OBJECTIFS:
(a) Selon l'article sur François Fillon, dans quelle région le Premier ministre a-t-il qualifié l'État de « faillite » ?
(b) Relevez toutes les personnes nommées dans l'article sur François Fillon.
(c) Poursuivez l'article sur François Fillon à partir de sa dernière phrase.

Source: Florence MURACCIOLE
Le Journal du Dimanche
En déclarant, en marge d'un déplacement en Corse, que l'Etat était en situation de "faillite", François Fillon a allumé un nouvel incendie provoquant une pluie de réactions, entre inquiétudes et interrogations selon leurs provenances. Le Premier ministre dit-il tout haut ce que Nicolas Sarkozy refuse d'admettre?
Pour exister face à un président de la République omniscient et omniprésent, le Premier ministre semble s'être choisi une devise: déclencher la polémique en assenant sa vérité. Oubliant soudain que le chef de l'Etat l'avait qualifié il y a quelque temps de simple "collaborateur", il s'est proclamé sans retenue "à la tête d'un Etat en situation de faillite", vendredi en Corse. Rasséréné la veille par l'hommage présidentiel à son "travail parfaitement remarquable", François Fillon s'est laissé emporter par sa soif d'agir. Ne déclarait-il pas cette semaine à Paris Match: "J'ai l'obsession des réformes et la hantise du temps qui se consumerait sans que les réformes nécessaires soient conduites"?

DONNÉES ENREGISTRÉES:
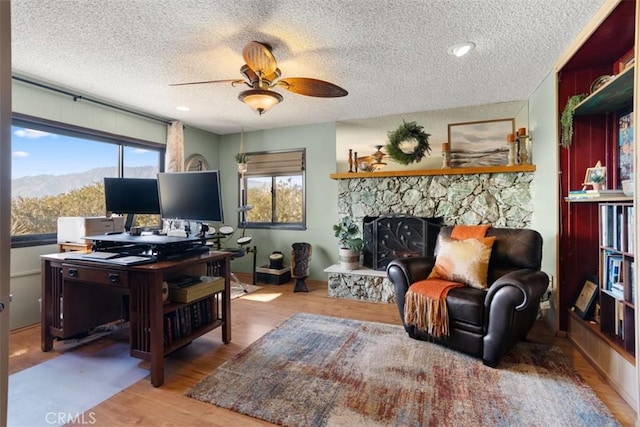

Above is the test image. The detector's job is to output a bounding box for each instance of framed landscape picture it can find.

RÉSULTATS PAR TÂCHE:
(a) En Corse.

(b) Florence Muracciole, François Fillon, Nicolas Sarkozy

(c)
Il n'empêche, d'aucuns, dans les allées du pouvoir, se demandent: "A quoi joue Fillon?" Et de rappeler que c'est la troisième fois, depuis qu'il est installé à Matignon, que le Premier ministre lance des pavés dans la mare présidentielle. Il y avait eu l'évocation, entre les deux tours des législatives, d'une hausse possible de 5 points de la TVA ; l'annonce, il y a quinze jours, de la réforme des régimes spéciaux de retraite -"On attend le signal du président de la République", avait-il déclaré sur Canal+ sans plus de précaution- et vendredi voilà que, selon lui, "la France est en faillite".
"C'est évident qu'il y aura un plan de rigueur"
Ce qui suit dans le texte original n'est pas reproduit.